Report every line of the listing below in which the string "bicycle" appears.

···

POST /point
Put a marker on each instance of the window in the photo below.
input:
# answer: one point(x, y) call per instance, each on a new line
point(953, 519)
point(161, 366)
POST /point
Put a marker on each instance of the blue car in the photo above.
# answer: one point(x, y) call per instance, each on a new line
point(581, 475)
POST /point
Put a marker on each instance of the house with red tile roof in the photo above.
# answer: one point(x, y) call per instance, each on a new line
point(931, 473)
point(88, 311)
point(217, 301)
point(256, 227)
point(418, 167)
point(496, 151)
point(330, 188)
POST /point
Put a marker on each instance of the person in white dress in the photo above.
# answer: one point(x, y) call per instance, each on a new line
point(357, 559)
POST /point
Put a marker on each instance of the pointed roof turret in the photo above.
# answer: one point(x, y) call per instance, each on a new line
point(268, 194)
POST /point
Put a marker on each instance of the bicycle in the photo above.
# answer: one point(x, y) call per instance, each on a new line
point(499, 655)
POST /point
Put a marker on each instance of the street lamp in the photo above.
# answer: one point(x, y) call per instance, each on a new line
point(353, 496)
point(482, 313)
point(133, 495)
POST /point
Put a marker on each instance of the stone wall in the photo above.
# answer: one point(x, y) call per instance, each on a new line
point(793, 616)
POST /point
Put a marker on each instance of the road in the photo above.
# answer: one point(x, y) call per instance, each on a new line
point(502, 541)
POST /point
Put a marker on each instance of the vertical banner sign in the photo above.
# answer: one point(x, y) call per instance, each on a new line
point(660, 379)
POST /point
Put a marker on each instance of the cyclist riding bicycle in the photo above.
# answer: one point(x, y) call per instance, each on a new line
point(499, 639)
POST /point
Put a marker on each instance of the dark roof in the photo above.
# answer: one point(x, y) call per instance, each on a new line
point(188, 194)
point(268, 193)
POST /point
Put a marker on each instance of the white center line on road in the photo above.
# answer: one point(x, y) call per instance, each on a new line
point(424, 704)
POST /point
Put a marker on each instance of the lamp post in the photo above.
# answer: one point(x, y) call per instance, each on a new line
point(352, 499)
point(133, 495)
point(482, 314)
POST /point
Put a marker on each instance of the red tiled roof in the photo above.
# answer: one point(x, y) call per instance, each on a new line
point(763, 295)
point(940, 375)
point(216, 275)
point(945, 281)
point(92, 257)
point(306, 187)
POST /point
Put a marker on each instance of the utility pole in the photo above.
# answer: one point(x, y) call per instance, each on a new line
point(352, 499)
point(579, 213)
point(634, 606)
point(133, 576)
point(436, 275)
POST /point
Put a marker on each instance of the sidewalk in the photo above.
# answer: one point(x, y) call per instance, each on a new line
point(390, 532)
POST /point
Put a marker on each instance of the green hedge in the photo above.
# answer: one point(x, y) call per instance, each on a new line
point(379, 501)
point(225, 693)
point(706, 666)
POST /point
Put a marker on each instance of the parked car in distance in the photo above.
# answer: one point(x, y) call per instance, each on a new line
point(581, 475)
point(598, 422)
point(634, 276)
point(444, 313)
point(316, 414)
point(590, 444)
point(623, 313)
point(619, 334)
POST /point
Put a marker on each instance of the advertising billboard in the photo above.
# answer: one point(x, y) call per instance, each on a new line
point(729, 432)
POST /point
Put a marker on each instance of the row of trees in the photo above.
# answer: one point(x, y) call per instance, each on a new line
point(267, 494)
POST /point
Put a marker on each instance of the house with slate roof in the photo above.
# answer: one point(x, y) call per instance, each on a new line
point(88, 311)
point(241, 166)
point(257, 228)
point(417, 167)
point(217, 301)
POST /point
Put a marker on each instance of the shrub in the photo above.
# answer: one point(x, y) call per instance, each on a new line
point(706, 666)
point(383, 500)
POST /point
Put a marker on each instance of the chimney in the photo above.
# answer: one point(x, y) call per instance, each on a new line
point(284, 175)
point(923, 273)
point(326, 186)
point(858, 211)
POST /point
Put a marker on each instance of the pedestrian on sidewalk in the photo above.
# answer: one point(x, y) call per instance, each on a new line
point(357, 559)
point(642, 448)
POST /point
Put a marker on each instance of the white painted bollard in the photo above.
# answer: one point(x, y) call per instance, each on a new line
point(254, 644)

···

## Task response
Put a marker on each instance of the bicycle in the photo above.
Put a marker on each instance of the cyclist riding bicycle in the photo above.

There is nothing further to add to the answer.